→ PAGE:
-----

Pew Research Center conducted a survey in 2018, asking a sample of U.S. adults to categorize five factual and five opinion statements. This dataset provides data from this survey, with information on the age group of the participant as well as the number of factual and opinion statements they classified correctly (out of 5).
Format
A data frame with 5,035 rows and 3 variables.
- age_group
Age group of survey participant.
- fact_correct
Number of factual statements classified correctly (out of 5).
- opinion_correct
Number of opinion statements classified correctly (out of 5).
Source
Younger Americans are better than older Americans at telling factual news statements from opinions, Pew Research Center, October 23, 2018.
Examples
library(ggplot2)
library(dplyr)

-----

→ ENTRIES SUPPLIED:

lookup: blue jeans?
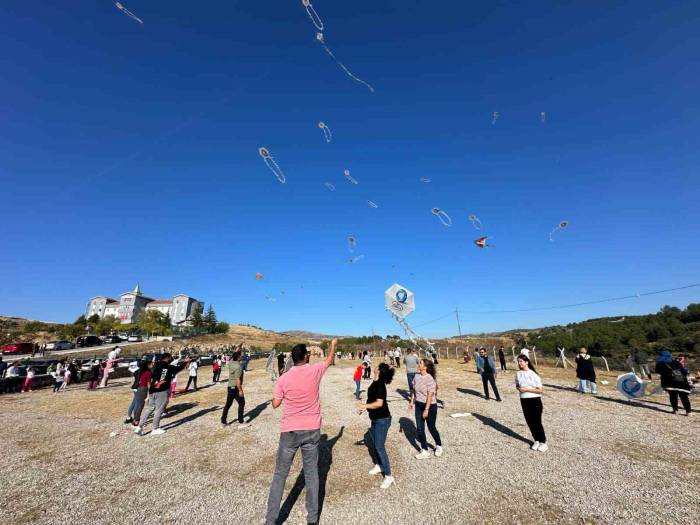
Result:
[406,372,416,393]
[415,401,442,450]
[578,379,598,394]
[369,417,391,476]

-----

→ TASK DESCRIPTION:
Using the survey dataset page, explain why the fact_correct and opinion_correct values are each counted out of 5.

→ SOLUTION TO THE PROBLEM:
In the 2018 Pew Research Center survey, each participant was asked to categorize five factual statements and five opinion statements. That means each variable can only count up to 5 correct classifications.